▶ _Available records_
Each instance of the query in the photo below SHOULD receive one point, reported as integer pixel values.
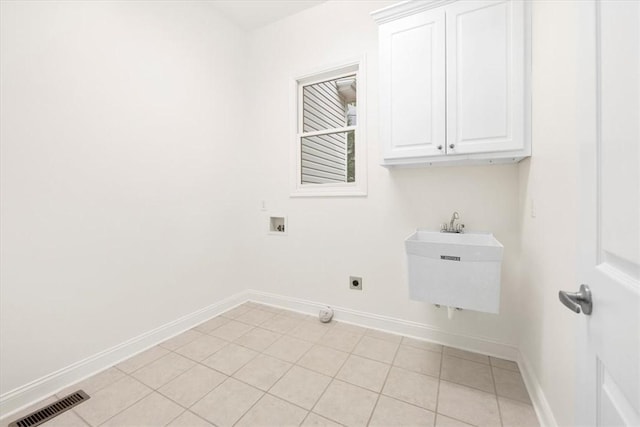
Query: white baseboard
(37, 390)
(21, 397)
(538, 398)
(390, 324)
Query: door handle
(576, 301)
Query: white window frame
(346, 189)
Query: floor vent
(48, 412)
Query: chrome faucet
(452, 227)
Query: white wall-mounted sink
(456, 270)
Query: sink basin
(456, 270)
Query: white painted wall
(547, 337)
(330, 239)
(122, 186)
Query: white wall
(122, 186)
(547, 338)
(330, 239)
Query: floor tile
(111, 400)
(466, 372)
(298, 316)
(394, 338)
(66, 419)
(312, 330)
(359, 330)
(366, 373)
(443, 421)
(189, 419)
(467, 404)
(230, 358)
(258, 339)
(255, 317)
(377, 349)
(270, 308)
(237, 311)
(212, 324)
(324, 360)
(346, 403)
(201, 348)
(288, 348)
(504, 364)
(231, 330)
(280, 324)
(315, 420)
(412, 387)
(192, 385)
(154, 410)
(510, 384)
(422, 361)
(271, 411)
(163, 370)
(341, 339)
(94, 383)
(227, 402)
(392, 412)
(463, 354)
(301, 386)
(180, 340)
(139, 360)
(517, 414)
(422, 344)
(263, 371)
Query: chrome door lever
(576, 301)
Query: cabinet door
(485, 76)
(412, 80)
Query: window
(328, 142)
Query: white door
(608, 88)
(412, 81)
(485, 76)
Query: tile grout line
(361, 331)
(495, 389)
(439, 384)
(333, 378)
(275, 382)
(384, 383)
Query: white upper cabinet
(412, 97)
(454, 82)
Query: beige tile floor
(260, 366)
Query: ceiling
(251, 14)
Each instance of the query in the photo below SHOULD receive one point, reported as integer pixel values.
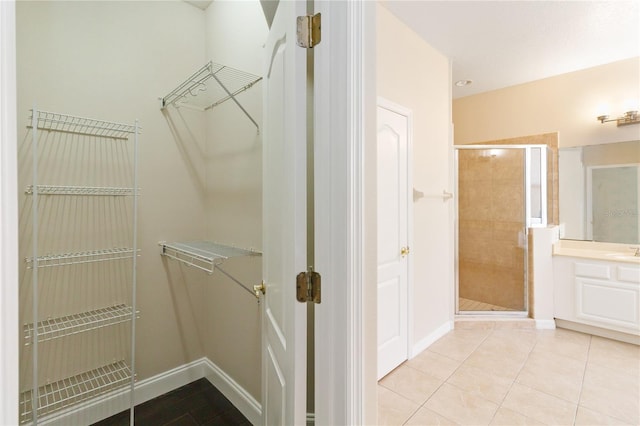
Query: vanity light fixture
(629, 117)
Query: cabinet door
(608, 302)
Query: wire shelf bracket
(73, 324)
(230, 82)
(63, 259)
(206, 256)
(63, 393)
(78, 190)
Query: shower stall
(501, 193)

▶ _Task prompt_
The entries above need to be printed again exactly; please exclude all pictures.

▶ _Response to this task_
Each instance of the query in the photo below SHOULD receive one point, reported as integer pixel values.
Query: white baseboard
(37, 390)
(21, 397)
(538, 398)
(390, 324)
Query: door handle
(576, 301)
Query: white window frame
(346, 189)
Query: floor vent
(48, 412)
Query: chrome faucet
(452, 227)
Query: white wall-mounted sink
(456, 270)
Query: sink basin
(456, 270)
Query: white painted wall
(547, 337)
(330, 239)
(122, 186)
Query: white wall
(122, 186)
(547, 338)
(330, 239)
Query: floor tile
(111, 400)
(466, 372)
(298, 316)
(394, 338)
(66, 419)
(312, 330)
(359, 330)
(366, 373)
(443, 421)
(189, 419)
(467, 404)
(230, 358)
(258, 339)
(255, 317)
(377, 349)
(270, 308)
(237, 311)
(212, 324)
(324, 360)
(346, 403)
(201, 348)
(288, 348)
(504, 364)
(231, 330)
(280, 324)
(315, 420)
(412, 387)
(192, 385)
(154, 410)
(510, 384)
(422, 361)
(271, 411)
(163, 370)
(341, 339)
(94, 383)
(227, 402)
(392, 412)
(463, 354)
(301, 386)
(180, 340)
(139, 360)
(517, 414)
(422, 344)
(263, 371)
Query: chrome door lever
(576, 301)
Query: cabinet door
(485, 76)
(412, 80)
Query: window
(328, 142)
Query: white door
(608, 88)
(412, 81)
(485, 76)
Query: tile grout line
(361, 331)
(495, 389)
(439, 384)
(333, 378)
(275, 382)
(384, 383)
Query: white upper cabinet
(412, 97)
(454, 82)
Query: beige tile floor
(260, 366)
Query: ceiling
(251, 14)
Each instance of the query in the photo below SHOULD receive one point, reported as integer pixel values.
Query: vanity light fixture
(629, 117)
Query: cabinet door
(608, 302)
Query: wire shelf bracket
(73, 324)
(230, 82)
(63, 259)
(206, 256)
(63, 393)
(78, 190)
Query: shower stall
(501, 193)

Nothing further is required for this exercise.